> [Extract to read]:
-------
English Mountain is a mountain located in the western foothills of the Great Smoky Mountains region of East Tennessee. Rising to a peak of 3,629 feet, it is known for offering scenic fall colors within a convenient drive from Knoxville.

A few rugged mountain roads provide access to the summit. Alpine Drive provides the main access, providing service to several small communities along with several resort cabins in the area available for tourists.  It continues across the gap to the Wilhite area, forming the only complete pass over the mountain to the Jones Cove and Camp Hollow areas at the southeastern foot of the mountain.

The English Mountain Fire Lookout Tower is a historic landmark, according to the National Park Service, with a single access via Carson Springs Road.

Forbidden Caverns is a cave attraction on the northwestern face of the mountain.
-------
> [Information supplied]:
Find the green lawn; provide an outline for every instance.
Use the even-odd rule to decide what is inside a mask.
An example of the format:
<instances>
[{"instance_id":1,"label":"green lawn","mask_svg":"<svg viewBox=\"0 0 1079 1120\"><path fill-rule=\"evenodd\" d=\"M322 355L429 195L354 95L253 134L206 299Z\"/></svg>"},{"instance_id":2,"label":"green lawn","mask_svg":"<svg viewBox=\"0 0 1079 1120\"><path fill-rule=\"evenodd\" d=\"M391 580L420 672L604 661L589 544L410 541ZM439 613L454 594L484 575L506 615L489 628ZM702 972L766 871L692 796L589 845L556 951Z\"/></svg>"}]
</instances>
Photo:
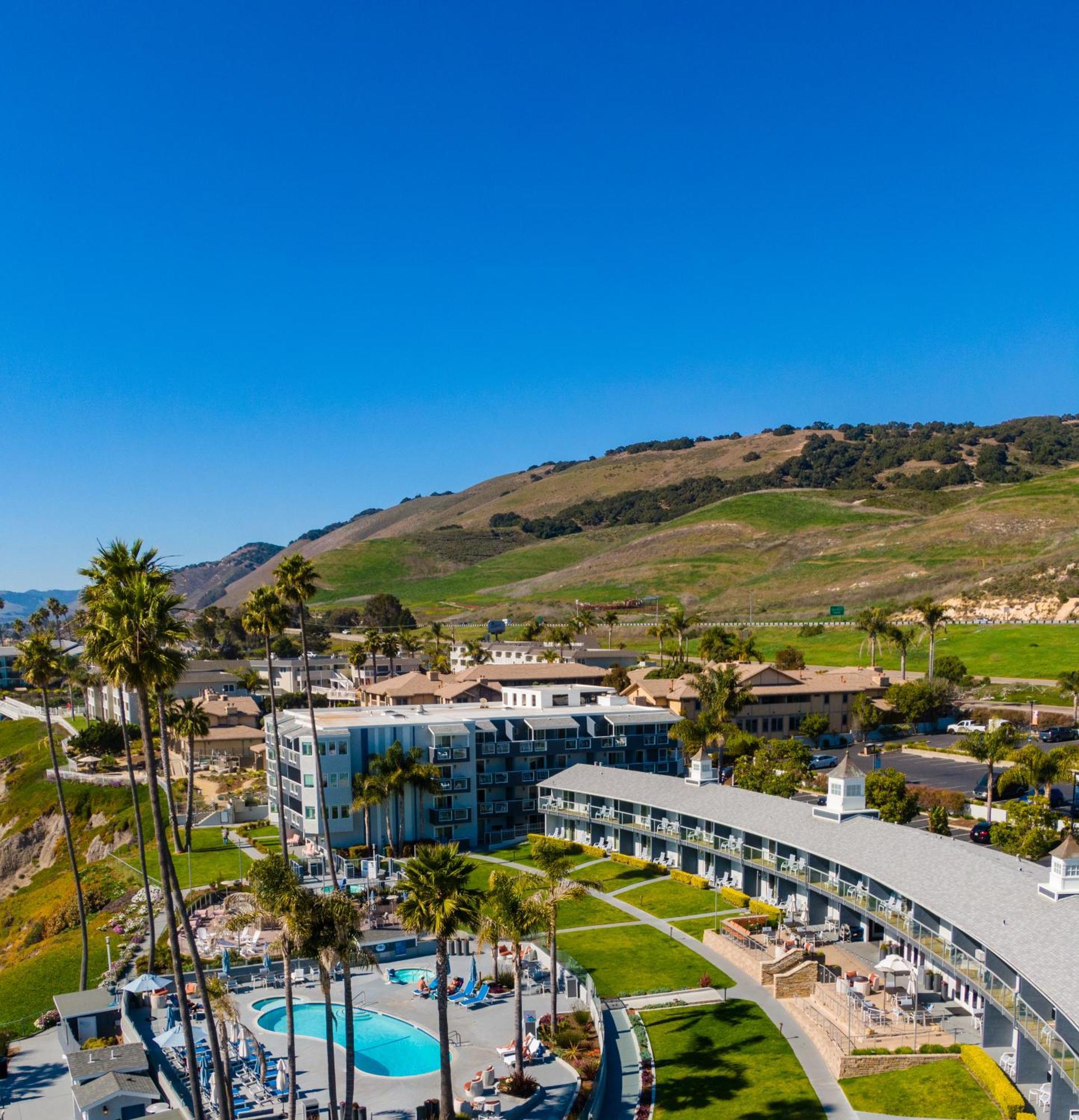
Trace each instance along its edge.
<instances>
[{"instance_id":1,"label":"green lawn","mask_svg":"<svg viewBox=\"0 0 1079 1120\"><path fill-rule=\"evenodd\" d=\"M756 1004L732 999L641 1017L656 1063L656 1120L823 1120L789 1043Z\"/></svg>"},{"instance_id":2,"label":"green lawn","mask_svg":"<svg viewBox=\"0 0 1079 1120\"><path fill-rule=\"evenodd\" d=\"M998 1120L1001 1114L961 1062L845 1077L839 1084L860 1112L942 1120Z\"/></svg>"},{"instance_id":3,"label":"green lawn","mask_svg":"<svg viewBox=\"0 0 1079 1120\"><path fill-rule=\"evenodd\" d=\"M627 890L618 897L656 917L703 914L704 911L715 907L714 890L698 890L685 883L675 883L674 879L656 879L642 887Z\"/></svg>"},{"instance_id":4,"label":"green lawn","mask_svg":"<svg viewBox=\"0 0 1079 1120\"><path fill-rule=\"evenodd\" d=\"M627 864L616 864L613 859L606 859L602 864L579 868L571 878L593 879L600 884L600 889L610 894L619 887L628 887L631 883L647 883L662 874L650 868L629 867Z\"/></svg>"},{"instance_id":5,"label":"green lawn","mask_svg":"<svg viewBox=\"0 0 1079 1120\"><path fill-rule=\"evenodd\" d=\"M684 917L681 921L675 920L670 924L676 930L681 930L683 933L688 933L691 937L696 937L697 941L704 941L705 930L715 930L722 926L723 918L738 913L739 911L721 909L716 916L710 914L707 917Z\"/></svg>"},{"instance_id":6,"label":"green lawn","mask_svg":"<svg viewBox=\"0 0 1079 1120\"><path fill-rule=\"evenodd\" d=\"M713 988L733 983L726 973L650 925L564 934L559 937L559 956L572 958L590 973L603 998L696 988L705 973Z\"/></svg>"}]
</instances>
-------
> [Task prompt]: In the English Mountain text, which road is the main route to the summit? The data comes from a different source than the English Mountain text.

> [Exercise solution]: Alpine Drive